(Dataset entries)
[Start of Attachment]

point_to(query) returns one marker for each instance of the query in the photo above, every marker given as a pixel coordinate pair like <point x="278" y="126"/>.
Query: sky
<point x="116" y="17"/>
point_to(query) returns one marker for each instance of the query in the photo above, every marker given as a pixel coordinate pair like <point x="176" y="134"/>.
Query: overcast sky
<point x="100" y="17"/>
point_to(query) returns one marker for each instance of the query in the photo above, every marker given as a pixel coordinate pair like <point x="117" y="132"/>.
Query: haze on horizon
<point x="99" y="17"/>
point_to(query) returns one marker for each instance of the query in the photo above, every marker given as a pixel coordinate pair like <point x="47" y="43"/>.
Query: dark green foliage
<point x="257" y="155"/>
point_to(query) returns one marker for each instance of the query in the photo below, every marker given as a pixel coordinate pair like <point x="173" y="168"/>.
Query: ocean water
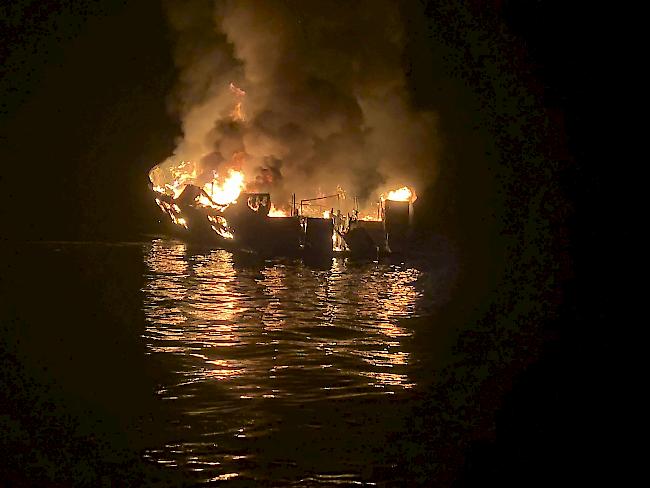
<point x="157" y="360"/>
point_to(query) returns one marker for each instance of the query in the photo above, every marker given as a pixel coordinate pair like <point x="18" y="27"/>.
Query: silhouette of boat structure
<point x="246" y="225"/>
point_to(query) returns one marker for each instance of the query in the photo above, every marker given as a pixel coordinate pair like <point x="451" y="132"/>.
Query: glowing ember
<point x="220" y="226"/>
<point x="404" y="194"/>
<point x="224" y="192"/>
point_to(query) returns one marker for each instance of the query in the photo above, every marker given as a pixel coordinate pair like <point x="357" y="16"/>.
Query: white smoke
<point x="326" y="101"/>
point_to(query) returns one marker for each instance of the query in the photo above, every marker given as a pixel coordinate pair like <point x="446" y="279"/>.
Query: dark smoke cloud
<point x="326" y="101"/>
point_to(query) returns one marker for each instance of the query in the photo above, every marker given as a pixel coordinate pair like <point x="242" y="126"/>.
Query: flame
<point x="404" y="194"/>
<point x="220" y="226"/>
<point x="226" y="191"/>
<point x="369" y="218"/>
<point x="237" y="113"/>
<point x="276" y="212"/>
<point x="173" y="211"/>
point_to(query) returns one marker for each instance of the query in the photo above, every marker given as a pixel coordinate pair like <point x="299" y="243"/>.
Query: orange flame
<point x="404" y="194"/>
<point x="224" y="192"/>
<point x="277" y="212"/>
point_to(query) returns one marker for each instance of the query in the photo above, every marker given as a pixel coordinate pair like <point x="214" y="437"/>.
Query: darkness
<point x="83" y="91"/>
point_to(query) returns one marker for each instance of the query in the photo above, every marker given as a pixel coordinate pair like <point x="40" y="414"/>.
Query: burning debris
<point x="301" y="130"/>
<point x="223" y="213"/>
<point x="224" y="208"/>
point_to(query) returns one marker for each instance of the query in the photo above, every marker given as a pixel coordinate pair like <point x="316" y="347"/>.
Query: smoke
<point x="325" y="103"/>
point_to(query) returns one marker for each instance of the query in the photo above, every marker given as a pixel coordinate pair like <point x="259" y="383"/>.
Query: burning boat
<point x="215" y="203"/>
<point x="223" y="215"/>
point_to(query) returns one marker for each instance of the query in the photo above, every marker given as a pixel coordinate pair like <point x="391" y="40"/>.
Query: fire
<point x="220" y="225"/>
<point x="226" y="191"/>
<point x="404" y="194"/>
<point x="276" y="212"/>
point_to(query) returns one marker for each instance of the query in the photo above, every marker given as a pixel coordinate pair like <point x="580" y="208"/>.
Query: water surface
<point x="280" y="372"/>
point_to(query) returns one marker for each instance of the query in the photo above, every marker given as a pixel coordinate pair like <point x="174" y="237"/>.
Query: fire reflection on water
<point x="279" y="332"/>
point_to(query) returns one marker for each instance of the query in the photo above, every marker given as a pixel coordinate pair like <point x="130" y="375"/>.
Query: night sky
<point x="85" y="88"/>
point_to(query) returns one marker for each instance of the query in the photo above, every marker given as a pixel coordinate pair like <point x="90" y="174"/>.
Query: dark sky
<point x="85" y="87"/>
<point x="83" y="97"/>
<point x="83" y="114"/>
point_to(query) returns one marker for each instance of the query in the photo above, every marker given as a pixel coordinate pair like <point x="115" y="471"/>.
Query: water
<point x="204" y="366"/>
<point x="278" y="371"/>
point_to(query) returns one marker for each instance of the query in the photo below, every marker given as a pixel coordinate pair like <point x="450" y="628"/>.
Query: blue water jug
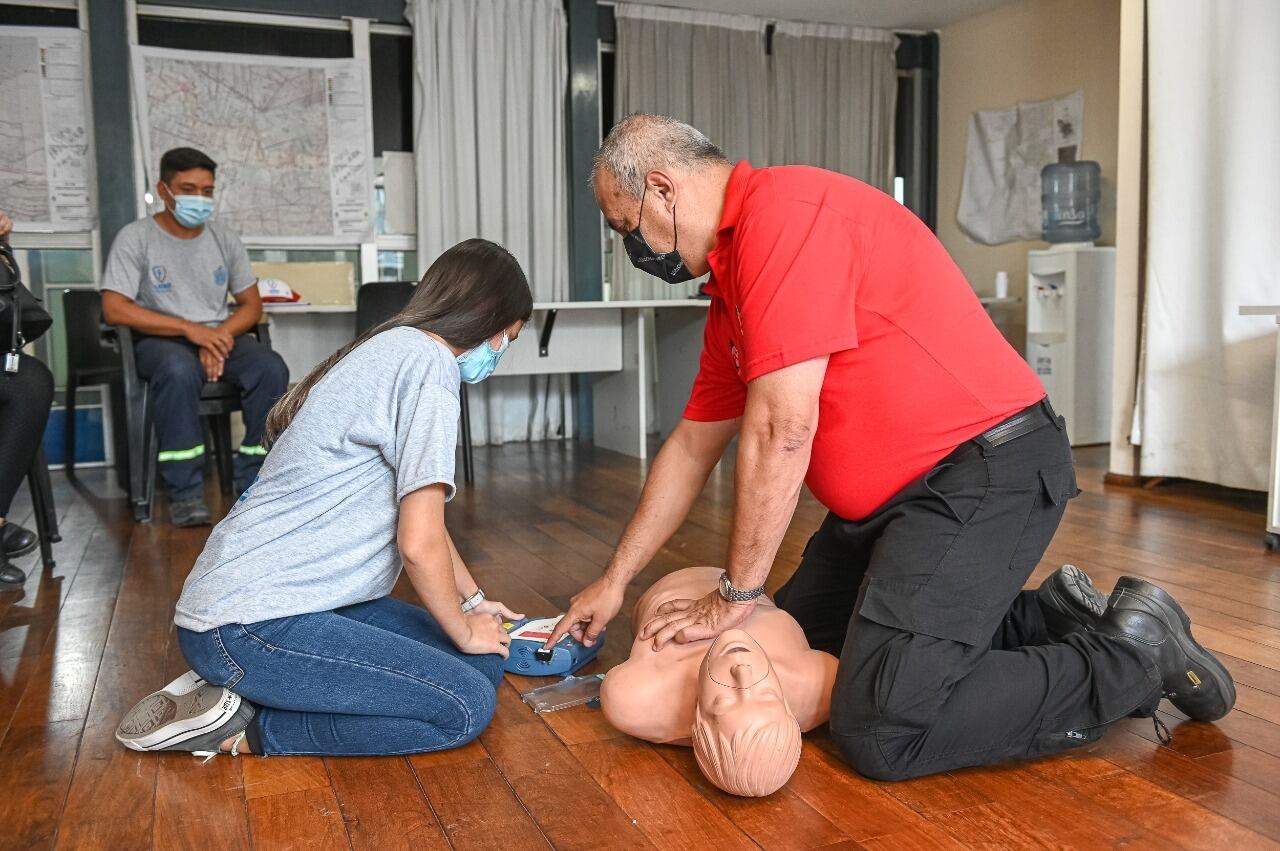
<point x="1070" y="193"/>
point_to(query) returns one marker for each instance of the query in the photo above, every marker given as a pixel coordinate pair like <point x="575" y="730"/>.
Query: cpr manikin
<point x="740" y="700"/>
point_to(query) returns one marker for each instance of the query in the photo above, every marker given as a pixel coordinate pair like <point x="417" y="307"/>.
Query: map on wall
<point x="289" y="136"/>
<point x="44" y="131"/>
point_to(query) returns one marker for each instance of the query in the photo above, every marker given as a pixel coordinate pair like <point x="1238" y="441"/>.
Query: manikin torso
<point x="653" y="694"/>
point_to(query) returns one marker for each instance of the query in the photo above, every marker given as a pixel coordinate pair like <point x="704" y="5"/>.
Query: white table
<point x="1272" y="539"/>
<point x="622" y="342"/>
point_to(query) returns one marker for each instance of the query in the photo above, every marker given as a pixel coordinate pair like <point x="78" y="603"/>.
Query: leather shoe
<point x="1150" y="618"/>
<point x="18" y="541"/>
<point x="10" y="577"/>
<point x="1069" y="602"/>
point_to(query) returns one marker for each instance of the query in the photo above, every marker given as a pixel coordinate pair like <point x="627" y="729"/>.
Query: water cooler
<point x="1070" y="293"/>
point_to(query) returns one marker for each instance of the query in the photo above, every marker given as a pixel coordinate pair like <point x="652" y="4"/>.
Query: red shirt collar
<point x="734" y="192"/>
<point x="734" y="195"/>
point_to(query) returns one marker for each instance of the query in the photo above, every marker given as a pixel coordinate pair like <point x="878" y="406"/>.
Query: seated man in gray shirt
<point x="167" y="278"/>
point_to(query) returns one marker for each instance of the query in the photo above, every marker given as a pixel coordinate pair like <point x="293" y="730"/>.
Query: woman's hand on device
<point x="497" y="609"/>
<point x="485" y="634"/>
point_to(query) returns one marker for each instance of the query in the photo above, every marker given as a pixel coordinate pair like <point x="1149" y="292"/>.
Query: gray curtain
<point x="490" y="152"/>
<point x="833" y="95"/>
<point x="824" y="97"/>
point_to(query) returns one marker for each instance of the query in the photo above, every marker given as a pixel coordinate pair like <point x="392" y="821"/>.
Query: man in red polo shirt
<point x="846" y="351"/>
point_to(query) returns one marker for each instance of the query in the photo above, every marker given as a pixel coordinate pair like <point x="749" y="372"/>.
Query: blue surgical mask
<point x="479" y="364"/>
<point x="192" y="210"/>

[End of Attachment]
[Start of Attachment]

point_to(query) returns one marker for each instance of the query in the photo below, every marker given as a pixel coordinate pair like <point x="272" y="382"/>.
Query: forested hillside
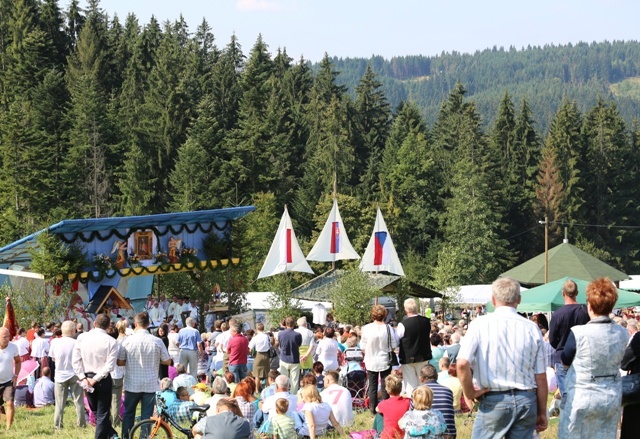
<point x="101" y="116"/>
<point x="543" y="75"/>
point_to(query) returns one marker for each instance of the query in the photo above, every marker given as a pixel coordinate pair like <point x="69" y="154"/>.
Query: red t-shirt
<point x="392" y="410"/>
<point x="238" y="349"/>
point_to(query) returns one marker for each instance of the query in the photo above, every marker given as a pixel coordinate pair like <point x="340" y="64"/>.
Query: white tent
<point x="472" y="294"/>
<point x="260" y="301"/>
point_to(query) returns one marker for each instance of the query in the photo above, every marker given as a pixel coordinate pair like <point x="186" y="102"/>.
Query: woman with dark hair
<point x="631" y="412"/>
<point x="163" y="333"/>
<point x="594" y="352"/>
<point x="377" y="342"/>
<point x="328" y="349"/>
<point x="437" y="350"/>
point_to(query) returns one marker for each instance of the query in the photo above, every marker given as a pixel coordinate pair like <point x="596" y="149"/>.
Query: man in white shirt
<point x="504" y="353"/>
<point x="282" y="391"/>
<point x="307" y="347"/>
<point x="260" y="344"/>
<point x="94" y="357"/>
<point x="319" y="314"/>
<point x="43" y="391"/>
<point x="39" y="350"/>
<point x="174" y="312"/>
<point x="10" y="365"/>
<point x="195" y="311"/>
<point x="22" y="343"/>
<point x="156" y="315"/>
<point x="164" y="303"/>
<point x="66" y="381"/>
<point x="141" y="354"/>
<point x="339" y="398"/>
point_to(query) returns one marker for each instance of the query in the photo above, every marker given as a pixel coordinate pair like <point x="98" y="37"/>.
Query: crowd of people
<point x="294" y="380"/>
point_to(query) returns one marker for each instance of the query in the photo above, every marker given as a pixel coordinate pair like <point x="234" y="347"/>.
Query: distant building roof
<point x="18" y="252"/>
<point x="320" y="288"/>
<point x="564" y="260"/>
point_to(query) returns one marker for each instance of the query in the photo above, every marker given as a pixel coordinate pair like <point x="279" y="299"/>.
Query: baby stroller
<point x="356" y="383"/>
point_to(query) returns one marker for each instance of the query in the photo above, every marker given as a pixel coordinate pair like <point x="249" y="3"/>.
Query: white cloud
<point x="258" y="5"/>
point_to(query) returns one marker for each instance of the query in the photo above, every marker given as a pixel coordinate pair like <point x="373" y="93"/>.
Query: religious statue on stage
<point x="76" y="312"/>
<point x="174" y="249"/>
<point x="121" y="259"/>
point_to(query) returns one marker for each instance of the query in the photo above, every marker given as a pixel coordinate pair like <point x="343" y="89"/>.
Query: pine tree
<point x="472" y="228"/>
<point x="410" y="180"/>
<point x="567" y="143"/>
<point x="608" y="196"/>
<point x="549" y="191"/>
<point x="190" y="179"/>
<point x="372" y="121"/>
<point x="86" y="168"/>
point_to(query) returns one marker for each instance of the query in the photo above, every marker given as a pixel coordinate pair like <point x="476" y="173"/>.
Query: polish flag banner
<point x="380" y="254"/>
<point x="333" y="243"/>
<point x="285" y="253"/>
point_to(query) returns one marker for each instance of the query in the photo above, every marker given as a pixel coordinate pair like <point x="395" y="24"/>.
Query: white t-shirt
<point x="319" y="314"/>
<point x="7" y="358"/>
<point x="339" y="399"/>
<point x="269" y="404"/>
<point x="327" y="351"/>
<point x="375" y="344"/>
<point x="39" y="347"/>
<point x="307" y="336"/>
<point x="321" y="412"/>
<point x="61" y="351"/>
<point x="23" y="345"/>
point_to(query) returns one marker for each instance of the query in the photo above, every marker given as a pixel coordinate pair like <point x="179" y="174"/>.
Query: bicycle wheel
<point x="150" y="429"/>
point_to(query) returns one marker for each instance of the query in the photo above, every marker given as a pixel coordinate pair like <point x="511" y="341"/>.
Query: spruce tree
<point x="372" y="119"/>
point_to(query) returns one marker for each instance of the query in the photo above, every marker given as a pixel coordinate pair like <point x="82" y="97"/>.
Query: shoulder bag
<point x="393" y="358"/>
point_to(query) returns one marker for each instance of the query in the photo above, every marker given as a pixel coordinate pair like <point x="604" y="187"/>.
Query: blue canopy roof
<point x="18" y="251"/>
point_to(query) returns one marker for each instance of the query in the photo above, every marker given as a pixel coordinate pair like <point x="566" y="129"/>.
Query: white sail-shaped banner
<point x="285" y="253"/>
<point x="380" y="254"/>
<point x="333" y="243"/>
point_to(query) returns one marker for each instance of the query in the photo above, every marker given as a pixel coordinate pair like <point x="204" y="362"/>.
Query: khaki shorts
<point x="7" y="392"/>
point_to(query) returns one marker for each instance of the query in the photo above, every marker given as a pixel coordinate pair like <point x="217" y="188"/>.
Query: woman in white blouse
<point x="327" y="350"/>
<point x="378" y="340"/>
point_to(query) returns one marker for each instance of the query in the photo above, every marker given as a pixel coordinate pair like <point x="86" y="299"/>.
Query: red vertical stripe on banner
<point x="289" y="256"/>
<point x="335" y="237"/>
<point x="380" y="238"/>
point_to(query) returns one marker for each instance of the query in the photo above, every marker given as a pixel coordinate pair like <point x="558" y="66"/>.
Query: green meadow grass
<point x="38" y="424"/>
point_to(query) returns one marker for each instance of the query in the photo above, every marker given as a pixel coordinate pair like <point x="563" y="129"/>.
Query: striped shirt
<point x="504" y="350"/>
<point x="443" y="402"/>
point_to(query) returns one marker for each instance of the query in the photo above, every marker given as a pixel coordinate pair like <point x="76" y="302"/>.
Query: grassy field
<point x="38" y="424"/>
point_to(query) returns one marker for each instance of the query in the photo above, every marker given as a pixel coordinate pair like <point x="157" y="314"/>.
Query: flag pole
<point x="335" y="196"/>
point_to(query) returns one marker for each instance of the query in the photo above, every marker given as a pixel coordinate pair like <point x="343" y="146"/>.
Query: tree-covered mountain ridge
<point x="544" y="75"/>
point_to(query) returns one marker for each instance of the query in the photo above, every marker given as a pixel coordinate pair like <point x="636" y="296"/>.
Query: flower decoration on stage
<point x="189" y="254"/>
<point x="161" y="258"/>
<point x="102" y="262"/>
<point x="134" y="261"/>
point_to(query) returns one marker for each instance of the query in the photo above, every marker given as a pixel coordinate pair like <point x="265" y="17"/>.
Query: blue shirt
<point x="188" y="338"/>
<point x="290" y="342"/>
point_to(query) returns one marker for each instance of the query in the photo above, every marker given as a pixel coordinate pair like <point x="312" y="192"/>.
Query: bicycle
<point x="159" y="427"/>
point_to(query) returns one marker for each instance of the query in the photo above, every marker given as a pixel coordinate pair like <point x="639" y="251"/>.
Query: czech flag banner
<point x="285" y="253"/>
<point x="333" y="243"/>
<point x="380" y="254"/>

[End of Attachment]
[Start of Attachment]

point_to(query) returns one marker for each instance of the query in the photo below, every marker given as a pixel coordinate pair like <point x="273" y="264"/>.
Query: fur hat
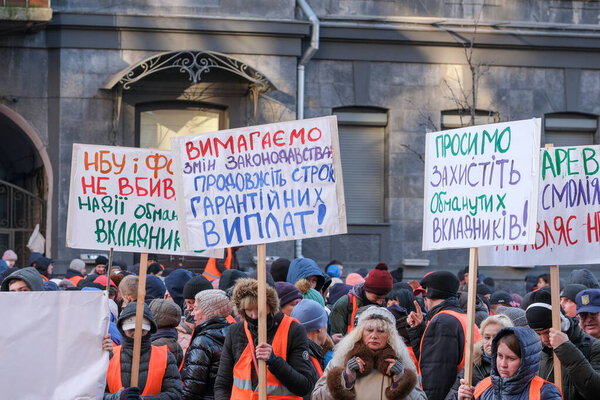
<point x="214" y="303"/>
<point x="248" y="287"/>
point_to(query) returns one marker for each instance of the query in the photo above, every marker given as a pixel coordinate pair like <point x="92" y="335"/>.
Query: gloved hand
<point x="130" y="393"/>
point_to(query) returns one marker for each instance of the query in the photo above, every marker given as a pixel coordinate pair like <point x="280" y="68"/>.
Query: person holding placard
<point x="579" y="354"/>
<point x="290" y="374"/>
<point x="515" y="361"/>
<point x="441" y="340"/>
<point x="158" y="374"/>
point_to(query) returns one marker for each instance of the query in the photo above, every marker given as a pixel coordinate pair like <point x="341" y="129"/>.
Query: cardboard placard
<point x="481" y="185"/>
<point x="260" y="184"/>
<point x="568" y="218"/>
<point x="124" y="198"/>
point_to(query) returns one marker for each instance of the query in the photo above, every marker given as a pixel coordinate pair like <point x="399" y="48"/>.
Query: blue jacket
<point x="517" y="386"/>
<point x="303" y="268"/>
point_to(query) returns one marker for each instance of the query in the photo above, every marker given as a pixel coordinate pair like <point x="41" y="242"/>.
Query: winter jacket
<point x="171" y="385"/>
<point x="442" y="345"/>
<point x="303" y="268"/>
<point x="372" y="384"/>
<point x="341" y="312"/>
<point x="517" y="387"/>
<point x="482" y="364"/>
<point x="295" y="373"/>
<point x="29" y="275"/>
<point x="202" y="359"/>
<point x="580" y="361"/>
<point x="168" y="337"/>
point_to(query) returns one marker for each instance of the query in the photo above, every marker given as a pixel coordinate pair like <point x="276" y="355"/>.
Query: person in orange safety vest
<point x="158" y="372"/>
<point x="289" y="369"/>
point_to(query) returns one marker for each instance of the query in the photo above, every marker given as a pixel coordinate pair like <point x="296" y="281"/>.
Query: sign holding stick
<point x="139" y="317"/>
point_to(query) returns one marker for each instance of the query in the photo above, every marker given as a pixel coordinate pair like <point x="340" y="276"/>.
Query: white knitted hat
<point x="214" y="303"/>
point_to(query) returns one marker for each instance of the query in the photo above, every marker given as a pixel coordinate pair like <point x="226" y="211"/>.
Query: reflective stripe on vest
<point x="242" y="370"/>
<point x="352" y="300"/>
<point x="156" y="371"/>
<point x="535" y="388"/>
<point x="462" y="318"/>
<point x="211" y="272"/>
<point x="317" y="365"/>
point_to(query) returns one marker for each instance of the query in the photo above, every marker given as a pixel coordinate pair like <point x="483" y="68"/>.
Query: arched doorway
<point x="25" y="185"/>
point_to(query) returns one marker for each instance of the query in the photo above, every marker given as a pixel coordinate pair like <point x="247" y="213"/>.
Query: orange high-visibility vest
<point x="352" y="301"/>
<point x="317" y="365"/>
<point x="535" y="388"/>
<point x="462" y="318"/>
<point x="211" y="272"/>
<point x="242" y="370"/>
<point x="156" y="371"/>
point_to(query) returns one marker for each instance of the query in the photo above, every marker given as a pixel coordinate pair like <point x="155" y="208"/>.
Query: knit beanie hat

[End of Attachment]

■ HOW TO COMPLETE THIS TASK:
Give back, word for word, only the lines above from the line holding "Query: orange high-visibility vest" to the line holding "Query: knit beanie hat", both included.

■ OUTPUT:
Query: orange high-visibility vest
<point x="352" y="301"/>
<point x="317" y="365"/>
<point x="535" y="388"/>
<point x="462" y="318"/>
<point x="211" y="272"/>
<point x="242" y="370"/>
<point x="156" y="371"/>
point_to(query) returns one marker for each instance of the query in the photo above, every marker given as a pixel coordinate pair like <point x="155" y="208"/>.
Query: knit beanie hat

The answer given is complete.